— Start of MATERIAL —
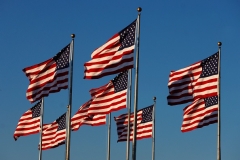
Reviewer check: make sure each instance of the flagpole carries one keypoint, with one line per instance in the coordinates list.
(70, 101)
(219, 103)
(109, 136)
(41, 129)
(153, 129)
(134, 143)
(129, 110)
— End of MATERIAL —
WORK TO DO.
Present each line of the data above as a numbered list, omitting any blank lines. Exclude the pictures from the list.

RESULT FOR THIS TASK.
1. Reviewer check: make sure each instance of the flagpole carries one keypoint, with one line per instance in the coordinates list.
2. (70, 101)
3. (219, 103)
4. (109, 136)
5. (41, 129)
6. (153, 129)
7. (134, 143)
8. (129, 110)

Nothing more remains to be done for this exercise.